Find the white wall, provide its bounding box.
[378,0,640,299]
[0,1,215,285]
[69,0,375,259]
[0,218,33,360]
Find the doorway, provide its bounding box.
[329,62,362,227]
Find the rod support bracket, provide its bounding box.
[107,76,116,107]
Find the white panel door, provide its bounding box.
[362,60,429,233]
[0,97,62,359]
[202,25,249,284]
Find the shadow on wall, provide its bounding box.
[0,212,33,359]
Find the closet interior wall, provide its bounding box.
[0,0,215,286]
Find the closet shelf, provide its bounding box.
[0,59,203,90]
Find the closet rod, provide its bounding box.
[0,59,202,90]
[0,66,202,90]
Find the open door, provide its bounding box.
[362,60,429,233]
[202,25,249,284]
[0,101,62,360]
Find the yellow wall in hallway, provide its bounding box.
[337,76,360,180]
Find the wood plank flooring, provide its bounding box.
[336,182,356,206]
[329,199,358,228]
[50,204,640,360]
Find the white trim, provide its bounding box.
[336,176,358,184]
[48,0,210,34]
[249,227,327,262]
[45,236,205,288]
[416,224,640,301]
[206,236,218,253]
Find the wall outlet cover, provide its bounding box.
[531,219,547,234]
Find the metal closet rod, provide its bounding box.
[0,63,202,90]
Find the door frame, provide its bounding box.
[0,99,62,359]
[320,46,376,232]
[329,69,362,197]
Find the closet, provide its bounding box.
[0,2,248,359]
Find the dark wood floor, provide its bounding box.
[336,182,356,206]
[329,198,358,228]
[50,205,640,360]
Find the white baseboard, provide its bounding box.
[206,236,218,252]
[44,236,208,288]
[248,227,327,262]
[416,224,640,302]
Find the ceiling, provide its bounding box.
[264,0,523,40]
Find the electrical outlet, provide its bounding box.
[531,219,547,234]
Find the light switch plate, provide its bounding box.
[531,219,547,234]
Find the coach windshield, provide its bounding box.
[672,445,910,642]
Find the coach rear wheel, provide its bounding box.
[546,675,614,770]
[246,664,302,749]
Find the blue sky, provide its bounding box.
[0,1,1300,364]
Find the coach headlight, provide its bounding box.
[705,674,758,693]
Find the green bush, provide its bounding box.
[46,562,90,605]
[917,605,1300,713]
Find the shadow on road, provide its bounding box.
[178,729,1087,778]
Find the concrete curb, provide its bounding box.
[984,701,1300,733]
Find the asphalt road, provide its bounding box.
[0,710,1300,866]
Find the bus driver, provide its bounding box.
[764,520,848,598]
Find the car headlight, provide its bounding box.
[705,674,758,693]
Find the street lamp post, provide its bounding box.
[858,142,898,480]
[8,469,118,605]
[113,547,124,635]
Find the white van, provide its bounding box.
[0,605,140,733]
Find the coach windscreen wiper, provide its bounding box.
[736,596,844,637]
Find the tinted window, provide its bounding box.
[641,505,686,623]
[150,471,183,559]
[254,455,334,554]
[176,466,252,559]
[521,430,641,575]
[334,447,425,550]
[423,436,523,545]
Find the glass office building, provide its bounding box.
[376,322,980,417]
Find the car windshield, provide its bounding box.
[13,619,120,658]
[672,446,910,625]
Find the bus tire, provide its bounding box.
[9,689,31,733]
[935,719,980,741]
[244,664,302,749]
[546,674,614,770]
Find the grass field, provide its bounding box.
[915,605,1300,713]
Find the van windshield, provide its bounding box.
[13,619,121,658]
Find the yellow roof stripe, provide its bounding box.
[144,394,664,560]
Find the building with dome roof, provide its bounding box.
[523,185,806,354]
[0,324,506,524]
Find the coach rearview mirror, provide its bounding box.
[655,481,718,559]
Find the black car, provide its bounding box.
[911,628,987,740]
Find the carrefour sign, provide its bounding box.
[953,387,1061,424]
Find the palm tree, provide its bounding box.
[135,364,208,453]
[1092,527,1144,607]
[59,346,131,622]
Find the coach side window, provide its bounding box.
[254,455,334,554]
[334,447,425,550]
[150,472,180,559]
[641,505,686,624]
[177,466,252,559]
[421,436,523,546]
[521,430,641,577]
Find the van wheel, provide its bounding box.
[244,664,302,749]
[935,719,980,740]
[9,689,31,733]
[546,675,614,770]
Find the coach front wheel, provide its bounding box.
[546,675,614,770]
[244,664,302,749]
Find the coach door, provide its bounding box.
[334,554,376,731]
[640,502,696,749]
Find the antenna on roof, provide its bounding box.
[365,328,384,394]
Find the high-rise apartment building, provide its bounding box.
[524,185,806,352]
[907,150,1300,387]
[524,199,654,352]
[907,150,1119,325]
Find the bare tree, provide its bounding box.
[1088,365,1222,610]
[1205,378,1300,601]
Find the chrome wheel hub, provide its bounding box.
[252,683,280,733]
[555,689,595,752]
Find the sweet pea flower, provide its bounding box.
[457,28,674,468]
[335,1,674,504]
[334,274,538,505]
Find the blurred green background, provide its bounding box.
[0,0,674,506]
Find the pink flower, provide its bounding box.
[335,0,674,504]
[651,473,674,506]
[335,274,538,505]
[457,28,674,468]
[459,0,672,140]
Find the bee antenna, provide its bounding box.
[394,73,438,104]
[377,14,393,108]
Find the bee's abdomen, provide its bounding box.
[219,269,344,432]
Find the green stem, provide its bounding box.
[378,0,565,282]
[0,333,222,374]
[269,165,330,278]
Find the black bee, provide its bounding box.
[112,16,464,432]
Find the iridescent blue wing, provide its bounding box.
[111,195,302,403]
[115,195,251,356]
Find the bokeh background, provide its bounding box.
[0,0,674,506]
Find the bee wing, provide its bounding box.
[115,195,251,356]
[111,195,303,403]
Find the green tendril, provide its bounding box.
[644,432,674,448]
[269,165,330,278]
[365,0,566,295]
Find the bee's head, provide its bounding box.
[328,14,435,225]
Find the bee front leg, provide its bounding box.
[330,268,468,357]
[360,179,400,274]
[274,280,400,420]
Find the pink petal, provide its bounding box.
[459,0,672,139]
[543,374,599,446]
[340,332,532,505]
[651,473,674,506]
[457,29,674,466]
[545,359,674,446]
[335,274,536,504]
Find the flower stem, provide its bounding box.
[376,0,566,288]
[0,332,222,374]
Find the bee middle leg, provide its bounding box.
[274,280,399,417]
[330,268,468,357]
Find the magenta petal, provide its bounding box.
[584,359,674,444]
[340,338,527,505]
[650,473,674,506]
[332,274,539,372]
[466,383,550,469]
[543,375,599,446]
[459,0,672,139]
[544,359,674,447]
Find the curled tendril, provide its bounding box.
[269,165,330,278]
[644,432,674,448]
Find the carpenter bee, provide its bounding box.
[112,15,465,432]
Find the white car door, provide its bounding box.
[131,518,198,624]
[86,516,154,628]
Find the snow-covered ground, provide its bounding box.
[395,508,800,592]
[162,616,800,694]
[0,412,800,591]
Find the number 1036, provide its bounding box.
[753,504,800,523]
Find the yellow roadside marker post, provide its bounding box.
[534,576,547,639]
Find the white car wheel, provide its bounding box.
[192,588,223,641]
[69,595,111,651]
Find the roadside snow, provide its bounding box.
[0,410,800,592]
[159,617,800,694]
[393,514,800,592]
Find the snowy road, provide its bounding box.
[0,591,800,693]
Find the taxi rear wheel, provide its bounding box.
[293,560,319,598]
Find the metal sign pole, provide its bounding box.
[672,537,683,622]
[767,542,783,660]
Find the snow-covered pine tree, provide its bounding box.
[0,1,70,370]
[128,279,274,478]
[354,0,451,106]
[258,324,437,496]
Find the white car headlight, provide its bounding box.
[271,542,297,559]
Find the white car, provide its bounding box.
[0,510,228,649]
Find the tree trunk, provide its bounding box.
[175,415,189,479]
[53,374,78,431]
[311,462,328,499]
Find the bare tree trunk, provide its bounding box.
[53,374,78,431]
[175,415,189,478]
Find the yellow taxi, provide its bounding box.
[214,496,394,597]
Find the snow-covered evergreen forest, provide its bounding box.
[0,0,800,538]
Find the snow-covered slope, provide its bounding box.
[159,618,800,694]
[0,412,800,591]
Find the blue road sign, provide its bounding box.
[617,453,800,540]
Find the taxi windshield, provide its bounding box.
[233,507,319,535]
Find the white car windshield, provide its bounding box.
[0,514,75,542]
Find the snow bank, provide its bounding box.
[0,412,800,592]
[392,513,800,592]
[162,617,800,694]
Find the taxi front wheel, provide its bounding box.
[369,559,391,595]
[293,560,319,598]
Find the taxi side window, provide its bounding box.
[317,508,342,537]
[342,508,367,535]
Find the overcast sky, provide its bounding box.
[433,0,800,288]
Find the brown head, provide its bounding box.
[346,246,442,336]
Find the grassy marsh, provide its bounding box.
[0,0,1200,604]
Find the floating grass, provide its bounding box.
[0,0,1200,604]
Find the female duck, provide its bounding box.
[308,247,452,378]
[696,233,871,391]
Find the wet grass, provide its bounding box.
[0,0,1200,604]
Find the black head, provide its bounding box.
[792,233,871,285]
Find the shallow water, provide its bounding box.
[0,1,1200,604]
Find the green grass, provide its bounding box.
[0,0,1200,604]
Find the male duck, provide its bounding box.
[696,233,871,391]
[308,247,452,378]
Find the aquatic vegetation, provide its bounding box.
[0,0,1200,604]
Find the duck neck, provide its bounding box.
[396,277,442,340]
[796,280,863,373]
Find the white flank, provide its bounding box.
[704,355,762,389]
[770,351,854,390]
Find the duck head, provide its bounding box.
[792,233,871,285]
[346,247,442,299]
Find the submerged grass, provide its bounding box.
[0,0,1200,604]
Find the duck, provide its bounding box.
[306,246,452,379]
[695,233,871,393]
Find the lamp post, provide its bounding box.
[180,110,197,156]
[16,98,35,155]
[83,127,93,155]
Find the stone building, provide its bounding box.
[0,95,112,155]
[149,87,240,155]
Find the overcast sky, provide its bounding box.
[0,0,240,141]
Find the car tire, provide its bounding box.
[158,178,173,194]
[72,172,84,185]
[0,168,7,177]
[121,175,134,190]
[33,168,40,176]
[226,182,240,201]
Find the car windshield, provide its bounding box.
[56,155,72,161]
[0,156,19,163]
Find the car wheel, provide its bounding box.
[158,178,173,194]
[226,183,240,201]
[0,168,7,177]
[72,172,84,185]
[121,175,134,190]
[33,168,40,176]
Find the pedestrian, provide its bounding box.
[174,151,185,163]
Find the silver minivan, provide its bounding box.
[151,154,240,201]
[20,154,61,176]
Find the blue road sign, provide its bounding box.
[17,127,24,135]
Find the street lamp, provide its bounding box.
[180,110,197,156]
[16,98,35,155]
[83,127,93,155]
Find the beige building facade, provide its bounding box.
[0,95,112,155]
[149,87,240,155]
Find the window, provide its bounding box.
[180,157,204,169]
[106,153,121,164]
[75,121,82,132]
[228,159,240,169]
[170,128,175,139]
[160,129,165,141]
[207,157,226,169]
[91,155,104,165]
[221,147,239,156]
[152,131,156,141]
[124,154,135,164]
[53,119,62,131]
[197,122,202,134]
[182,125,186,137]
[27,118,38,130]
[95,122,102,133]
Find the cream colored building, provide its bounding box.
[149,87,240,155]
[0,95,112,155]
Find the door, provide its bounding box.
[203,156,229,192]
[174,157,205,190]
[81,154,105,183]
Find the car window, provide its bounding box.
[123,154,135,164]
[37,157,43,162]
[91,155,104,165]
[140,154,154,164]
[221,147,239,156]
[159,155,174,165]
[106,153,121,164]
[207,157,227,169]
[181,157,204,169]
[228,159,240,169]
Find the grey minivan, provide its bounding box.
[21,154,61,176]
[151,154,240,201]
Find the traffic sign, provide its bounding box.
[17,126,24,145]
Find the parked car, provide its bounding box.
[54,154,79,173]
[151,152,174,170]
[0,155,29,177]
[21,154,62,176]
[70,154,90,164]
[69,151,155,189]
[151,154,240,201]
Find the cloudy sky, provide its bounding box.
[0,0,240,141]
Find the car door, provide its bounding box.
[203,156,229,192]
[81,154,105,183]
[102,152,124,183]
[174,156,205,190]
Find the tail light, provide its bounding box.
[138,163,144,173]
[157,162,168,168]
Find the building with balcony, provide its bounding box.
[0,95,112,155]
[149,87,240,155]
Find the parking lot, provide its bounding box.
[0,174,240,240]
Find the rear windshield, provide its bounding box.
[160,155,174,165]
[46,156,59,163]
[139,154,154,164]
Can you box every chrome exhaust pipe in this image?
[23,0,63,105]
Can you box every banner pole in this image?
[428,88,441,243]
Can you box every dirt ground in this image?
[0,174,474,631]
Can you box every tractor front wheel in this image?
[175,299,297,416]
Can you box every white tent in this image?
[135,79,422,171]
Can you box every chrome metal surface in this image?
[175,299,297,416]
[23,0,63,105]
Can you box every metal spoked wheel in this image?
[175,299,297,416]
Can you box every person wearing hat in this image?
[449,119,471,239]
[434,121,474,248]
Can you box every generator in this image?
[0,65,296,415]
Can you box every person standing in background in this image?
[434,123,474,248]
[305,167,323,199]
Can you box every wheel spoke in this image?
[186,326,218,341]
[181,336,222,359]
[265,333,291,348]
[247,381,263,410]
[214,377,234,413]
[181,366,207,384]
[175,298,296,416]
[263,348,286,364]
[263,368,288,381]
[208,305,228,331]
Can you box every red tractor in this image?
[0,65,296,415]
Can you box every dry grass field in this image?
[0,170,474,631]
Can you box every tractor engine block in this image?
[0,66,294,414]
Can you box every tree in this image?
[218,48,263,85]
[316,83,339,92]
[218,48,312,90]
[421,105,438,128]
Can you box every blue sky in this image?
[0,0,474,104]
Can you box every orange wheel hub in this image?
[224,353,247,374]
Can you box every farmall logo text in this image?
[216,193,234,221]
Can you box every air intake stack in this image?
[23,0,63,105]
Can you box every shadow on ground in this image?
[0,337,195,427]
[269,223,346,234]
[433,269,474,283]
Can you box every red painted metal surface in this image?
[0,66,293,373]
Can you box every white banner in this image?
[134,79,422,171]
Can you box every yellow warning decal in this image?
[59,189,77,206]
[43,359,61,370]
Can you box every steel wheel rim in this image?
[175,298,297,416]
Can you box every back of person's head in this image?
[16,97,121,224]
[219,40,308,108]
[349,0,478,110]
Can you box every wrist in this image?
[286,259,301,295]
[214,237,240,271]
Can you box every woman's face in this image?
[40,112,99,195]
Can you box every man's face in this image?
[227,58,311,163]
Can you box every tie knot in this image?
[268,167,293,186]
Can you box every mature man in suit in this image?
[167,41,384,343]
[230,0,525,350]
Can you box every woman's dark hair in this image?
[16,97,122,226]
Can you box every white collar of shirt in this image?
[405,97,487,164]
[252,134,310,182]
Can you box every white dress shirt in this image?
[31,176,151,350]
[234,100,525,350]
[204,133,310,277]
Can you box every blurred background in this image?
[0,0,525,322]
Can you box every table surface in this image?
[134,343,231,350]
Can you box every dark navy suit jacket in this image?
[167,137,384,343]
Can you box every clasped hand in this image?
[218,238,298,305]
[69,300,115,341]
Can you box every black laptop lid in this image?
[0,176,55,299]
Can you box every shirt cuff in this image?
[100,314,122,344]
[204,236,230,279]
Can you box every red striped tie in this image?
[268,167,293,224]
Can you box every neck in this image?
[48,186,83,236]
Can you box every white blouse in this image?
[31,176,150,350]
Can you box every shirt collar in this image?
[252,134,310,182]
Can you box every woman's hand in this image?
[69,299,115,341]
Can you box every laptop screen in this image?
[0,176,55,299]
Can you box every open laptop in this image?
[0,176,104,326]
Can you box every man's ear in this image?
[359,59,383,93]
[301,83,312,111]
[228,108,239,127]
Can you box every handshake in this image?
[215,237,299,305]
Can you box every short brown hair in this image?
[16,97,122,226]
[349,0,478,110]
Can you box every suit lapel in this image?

▸ **Exercise**
Lay out everything from the line containing "Find the open door, provide its bounding box." down to the line containing "[329,69,362,197]", both included, as a JSON list of strings with one string per line and blank lines left out.

▸ **Result for this exercise**
[
  "Find the open door, provide its bounding box.",
  "[362,60,429,233]",
  "[202,25,249,284]",
  "[0,101,62,360]",
  "Find the yellow wall in hallway, provide its bounding box.",
  "[337,76,360,180]",
  "Find the wood plank flooring, provide its bounding box.",
  "[336,182,356,206]",
  "[329,199,358,228]",
  "[50,204,640,360]",
  "Find the white trim, provide its bounding box.",
  "[336,176,358,184]",
  "[48,0,210,34]",
  "[249,227,327,262]",
  "[45,236,205,288]",
  "[416,224,640,301]",
  "[206,236,218,253]",
  "Find the wall outlet cover, provide its bounding box.",
  "[531,219,547,234]",
  "Find the metal closet rod, provide its bounding box.",
  "[0,63,202,90]",
  "Find the door frame, provide its bounding box.",
  "[0,99,62,359]",
  "[320,46,376,232]",
  "[329,69,362,197]"
]